* **Exercise description**:
Each line below from the one containing "Where can the paved" through the one containing "Where can the stacked" should be output exactly as it stands, and no other line should appear.

[Natural language region descriptions]
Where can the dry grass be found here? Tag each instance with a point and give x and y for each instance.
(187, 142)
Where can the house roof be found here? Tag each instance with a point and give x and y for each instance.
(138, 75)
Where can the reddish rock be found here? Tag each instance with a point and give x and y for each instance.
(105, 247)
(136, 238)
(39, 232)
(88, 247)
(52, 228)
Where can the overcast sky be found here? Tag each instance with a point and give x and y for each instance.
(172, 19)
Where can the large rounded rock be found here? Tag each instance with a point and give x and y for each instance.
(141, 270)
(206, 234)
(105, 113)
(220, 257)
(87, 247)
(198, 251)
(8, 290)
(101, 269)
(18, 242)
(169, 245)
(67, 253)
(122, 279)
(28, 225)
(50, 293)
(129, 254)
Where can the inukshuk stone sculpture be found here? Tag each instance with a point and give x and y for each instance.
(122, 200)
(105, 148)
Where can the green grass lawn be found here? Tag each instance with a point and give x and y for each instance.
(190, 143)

* * *

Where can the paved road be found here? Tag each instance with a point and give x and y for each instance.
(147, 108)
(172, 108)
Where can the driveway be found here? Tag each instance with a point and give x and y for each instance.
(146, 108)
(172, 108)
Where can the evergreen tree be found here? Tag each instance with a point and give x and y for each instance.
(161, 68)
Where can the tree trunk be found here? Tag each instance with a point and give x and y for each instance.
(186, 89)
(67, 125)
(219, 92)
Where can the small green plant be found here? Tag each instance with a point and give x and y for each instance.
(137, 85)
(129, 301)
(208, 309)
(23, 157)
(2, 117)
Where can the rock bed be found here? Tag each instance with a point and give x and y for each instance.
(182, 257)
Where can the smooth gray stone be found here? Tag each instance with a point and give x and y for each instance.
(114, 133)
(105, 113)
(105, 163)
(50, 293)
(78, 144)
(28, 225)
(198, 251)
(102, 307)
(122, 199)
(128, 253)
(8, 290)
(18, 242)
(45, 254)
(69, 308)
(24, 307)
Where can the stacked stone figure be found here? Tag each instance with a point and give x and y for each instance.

* **Response to this task**:
Where can the paved road be found here? Tag each instance with a point and give x and y for each instance.
(147, 108)
(172, 108)
Where can the driveway be found here? Tag each instance with a point and give x and y for each instance.
(146, 108)
(172, 108)
Where can the evergreen tree be found here? Tag each instance with a point and give x and y for each instance.
(161, 68)
Where can the tree trunk be found here? Tag each instance with a point and give x and y for each instance.
(186, 89)
(67, 125)
(219, 92)
Where can the small green plant be found here? Tag each instance with a point and give x and y for each instance.
(137, 85)
(129, 301)
(208, 309)
(23, 157)
(2, 117)
Where can the rock bed be found here? Tag each instance with a point and give x and y for each instance.
(182, 257)
Where can the smooth gray stone be found here? Tag each instance with a point and give x and y for each instance.
(114, 133)
(105, 113)
(105, 163)
(50, 293)
(78, 144)
(28, 225)
(198, 251)
(102, 307)
(122, 199)
(128, 253)
(8, 290)
(18, 242)
(45, 254)
(69, 308)
(24, 307)
Where can the stacked stone figure be found here? Tag each instance with a point and give x and y for each instance.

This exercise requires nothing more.